» REQUIRED ACTIONS:
1 > In the discussion about banking regulators, rewrite the part that opens with the words containing "The IRS and" and closes with "it was good.", putting "tax law" in place of "tax code".
2 > According to the discussion about banking regulators, roughly how many pages long is the tax code?
[[ READING TEXT, beginning ]]
Hacker Newsnew | past | comments | ask | show | jobs | submitlogin

So are you then suggesting that it's preferable to have regulators who never had hands-on industry experience in their relevant sector?


Let's be real here. Banking isn't medicine or rocket science.

The IRS and State Tax departments seem to figure out how to author, enforce, audit and interpret complex regulation without the brilliant insight of investment bankers.


The IRS tax code is quite possibly the worst example to use, if you are trying to point to well written regulation. Almost 74,000 pages of tax code. [1]

Though I agree that investment banking advice would be irrelevant here.

[1] http://finance.townhall.com/columnists/politicalcalculations...


I think it's very apropos -- I never claimed it was good.

The point is that the tax authorities, despite not practicing in any of a thousand different business practices is somehow able to effective police tax collection. The notion that banking is somehow so magically complex that government employees can't figure it out is ridiculous.


I don't know, is it preferable to have cops who are ex-Mafia on the grounds that they "just know more about crime"?

"Regulation" is a polite word, so it's easy to lose track of what it really means. But what it really means is policing. Contrary to what the Republicans tell you, ours is not a planned economy in which government bureaucrats are making operational decisions. This isn't the Soviet Union, and they don't exist to govern the allocation of the shoe supply. Generally speaking, regulations is capitalist economies are about limiting the otherwise limitless appetite for profit by imposing extraordinarily high costs on harmful, reckless, and otherwise predatory behavior.
[[ READING TEXT, end ]]
[[ RECORDS, beginning ]]
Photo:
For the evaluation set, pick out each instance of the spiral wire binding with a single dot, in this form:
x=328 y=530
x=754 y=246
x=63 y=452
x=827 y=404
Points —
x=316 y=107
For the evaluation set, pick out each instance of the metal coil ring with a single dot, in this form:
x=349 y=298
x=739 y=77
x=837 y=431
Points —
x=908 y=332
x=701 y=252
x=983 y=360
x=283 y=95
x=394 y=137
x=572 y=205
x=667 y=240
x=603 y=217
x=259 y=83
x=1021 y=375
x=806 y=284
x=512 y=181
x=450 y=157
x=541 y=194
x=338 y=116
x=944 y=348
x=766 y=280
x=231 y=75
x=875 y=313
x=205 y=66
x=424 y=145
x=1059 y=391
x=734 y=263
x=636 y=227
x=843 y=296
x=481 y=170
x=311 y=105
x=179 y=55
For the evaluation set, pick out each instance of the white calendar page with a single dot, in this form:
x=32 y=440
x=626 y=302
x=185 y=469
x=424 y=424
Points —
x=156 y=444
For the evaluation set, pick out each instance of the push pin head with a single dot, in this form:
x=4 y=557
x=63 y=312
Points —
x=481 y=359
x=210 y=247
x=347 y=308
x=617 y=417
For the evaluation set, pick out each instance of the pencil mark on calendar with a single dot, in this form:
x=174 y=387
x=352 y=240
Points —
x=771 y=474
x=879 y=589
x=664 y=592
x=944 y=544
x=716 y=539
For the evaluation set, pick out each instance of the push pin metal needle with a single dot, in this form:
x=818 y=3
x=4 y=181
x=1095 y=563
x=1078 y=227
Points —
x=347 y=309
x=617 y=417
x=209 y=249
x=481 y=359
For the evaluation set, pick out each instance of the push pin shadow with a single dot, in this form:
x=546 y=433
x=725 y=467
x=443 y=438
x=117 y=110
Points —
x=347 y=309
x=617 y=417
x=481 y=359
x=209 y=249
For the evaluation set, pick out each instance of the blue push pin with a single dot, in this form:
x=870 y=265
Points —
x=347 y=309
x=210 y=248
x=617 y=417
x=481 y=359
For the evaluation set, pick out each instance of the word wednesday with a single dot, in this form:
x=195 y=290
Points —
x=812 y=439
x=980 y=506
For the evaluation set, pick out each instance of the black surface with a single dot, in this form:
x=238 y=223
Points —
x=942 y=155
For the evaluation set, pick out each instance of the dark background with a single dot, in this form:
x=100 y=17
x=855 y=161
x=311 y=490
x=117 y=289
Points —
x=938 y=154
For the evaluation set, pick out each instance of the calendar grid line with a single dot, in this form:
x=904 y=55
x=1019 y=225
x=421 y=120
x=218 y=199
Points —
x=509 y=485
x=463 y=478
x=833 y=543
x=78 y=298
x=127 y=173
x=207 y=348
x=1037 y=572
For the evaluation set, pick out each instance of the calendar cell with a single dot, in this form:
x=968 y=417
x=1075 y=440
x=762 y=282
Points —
[[ RECORDS, end ]]
[[ RECORDS, beginning ]]
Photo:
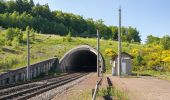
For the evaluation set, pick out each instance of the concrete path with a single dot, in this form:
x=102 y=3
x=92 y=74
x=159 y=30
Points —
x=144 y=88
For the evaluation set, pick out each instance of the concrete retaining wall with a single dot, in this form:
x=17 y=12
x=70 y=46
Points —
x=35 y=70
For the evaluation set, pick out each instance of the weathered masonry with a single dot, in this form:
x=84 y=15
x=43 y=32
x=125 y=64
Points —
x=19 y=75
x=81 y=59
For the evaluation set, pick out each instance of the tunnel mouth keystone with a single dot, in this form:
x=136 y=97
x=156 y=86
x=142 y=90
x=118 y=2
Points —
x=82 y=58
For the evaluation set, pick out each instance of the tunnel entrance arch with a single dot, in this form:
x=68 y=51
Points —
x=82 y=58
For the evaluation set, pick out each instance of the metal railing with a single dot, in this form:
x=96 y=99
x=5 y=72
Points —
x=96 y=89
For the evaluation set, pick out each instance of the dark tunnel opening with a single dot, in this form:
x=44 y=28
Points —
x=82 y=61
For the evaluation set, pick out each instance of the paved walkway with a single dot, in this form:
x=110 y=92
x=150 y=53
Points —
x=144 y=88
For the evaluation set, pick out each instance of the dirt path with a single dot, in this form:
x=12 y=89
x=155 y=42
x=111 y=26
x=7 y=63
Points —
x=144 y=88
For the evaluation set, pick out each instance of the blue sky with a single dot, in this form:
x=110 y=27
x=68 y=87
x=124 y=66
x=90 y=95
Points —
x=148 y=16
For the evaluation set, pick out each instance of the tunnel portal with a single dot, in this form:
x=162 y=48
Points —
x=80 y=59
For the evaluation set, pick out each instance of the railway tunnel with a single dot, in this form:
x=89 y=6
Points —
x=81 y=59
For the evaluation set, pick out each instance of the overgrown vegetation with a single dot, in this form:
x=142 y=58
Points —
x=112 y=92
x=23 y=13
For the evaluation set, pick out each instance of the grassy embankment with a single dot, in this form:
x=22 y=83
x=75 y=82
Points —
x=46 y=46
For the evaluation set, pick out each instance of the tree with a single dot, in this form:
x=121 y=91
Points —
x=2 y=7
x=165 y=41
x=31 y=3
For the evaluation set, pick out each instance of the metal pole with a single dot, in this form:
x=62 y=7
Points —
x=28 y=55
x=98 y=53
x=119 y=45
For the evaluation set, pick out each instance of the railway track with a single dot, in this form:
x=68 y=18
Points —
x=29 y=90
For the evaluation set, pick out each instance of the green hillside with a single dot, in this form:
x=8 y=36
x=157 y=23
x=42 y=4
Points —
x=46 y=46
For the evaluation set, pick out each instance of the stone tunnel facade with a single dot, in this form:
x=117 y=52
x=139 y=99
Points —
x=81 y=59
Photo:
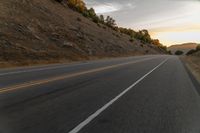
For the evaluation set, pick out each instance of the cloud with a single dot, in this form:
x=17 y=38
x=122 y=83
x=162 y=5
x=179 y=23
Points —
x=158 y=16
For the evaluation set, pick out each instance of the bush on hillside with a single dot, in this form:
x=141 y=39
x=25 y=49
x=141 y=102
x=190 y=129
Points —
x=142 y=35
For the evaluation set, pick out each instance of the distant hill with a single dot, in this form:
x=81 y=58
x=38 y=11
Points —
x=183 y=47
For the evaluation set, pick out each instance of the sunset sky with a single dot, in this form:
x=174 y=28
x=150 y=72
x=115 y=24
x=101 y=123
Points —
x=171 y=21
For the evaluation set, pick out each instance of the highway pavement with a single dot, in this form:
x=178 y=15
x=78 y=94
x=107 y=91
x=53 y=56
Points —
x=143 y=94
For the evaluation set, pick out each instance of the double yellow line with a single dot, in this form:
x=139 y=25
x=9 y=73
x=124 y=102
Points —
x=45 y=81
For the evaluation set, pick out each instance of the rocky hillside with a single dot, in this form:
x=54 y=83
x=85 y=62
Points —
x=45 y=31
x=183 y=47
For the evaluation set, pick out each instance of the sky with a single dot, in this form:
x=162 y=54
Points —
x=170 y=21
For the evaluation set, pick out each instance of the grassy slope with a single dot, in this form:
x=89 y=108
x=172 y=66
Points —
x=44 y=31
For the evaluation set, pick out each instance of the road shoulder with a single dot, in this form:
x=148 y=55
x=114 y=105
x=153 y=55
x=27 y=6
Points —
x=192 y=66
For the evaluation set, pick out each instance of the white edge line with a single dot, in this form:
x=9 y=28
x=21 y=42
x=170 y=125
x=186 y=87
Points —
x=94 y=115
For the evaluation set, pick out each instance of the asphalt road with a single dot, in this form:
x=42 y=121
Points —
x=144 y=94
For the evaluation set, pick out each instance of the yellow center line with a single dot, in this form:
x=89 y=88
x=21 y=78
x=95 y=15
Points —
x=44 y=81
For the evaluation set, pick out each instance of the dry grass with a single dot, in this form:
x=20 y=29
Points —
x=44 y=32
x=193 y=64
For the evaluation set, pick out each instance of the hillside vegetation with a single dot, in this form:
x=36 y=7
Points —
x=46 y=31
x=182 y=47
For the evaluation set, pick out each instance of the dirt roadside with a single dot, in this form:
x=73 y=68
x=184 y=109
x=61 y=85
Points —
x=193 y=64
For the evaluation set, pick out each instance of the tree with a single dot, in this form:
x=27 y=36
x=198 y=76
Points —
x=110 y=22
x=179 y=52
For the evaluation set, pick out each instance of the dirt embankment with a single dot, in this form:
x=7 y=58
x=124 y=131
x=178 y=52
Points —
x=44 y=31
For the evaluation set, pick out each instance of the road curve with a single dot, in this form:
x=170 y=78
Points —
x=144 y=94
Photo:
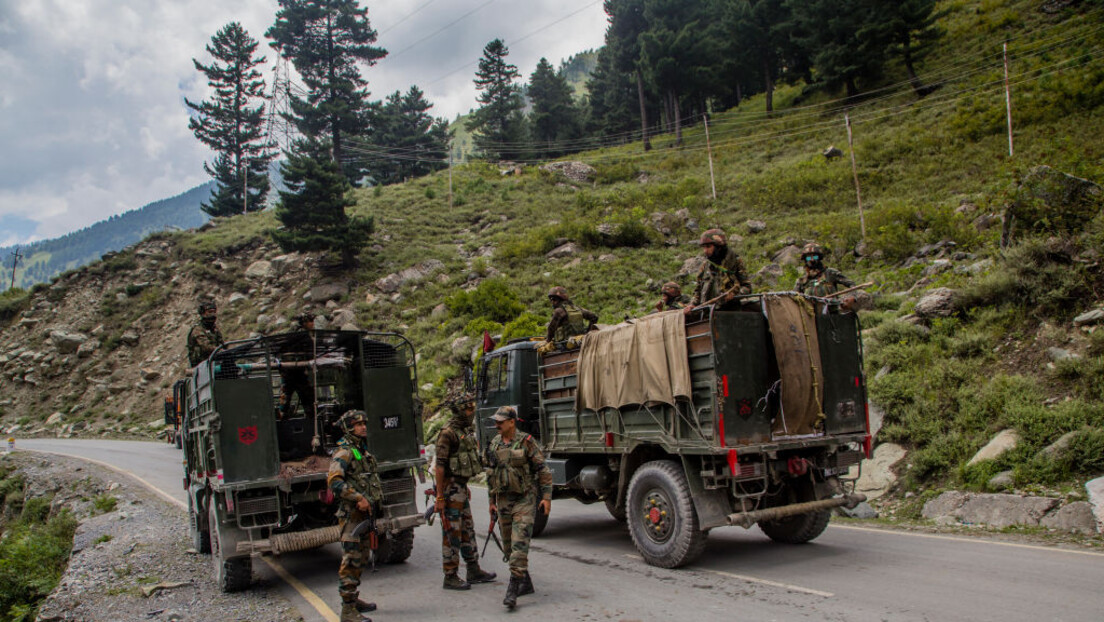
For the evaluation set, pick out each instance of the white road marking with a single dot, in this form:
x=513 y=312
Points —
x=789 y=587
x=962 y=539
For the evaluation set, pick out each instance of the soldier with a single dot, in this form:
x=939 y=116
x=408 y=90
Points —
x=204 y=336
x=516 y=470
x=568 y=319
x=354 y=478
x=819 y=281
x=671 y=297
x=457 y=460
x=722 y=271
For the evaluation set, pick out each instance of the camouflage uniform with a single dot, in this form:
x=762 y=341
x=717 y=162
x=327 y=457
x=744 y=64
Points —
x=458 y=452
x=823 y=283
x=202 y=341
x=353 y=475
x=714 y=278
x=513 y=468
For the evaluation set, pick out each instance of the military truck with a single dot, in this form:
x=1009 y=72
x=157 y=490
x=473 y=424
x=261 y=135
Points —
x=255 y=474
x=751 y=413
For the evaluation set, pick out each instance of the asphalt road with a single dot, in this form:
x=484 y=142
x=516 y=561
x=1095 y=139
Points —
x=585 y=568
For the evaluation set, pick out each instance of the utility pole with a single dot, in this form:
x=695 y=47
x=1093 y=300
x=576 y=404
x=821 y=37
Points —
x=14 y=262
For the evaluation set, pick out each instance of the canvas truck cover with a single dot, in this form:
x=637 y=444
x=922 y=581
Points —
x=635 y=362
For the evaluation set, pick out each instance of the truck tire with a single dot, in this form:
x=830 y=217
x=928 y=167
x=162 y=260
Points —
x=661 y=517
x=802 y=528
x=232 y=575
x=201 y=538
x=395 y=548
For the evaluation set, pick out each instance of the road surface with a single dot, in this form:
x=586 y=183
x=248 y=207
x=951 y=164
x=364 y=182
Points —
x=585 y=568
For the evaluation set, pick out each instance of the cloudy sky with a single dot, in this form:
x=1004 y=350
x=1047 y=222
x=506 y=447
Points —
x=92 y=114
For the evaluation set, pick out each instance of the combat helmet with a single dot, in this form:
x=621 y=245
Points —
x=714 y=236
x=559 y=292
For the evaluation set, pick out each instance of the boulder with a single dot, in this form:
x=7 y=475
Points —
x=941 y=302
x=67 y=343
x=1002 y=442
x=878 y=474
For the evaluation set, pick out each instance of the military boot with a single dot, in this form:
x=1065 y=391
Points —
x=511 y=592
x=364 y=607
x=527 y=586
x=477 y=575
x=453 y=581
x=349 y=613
[[ RECORDS, end ]]
» RESPONSES PER TASK:
1 >
The IRS and State Tax departments seem to figure out how to author, enforce, audit and interpret complex regulation without the brilliant insight of investment bankers.


The IRS tax law is quite possibly the worst example to use, if you are trying to point to well written regulation. Almost 74,000 pages of tax law. [1]

Though I agree that investment banking advice would be irrelevant here.

[1] http://finance.townhall.com/columnists/politicalcalculations...


I think it's very apropos -- I never claimed it was good.

2 > Almost 74,000 pages.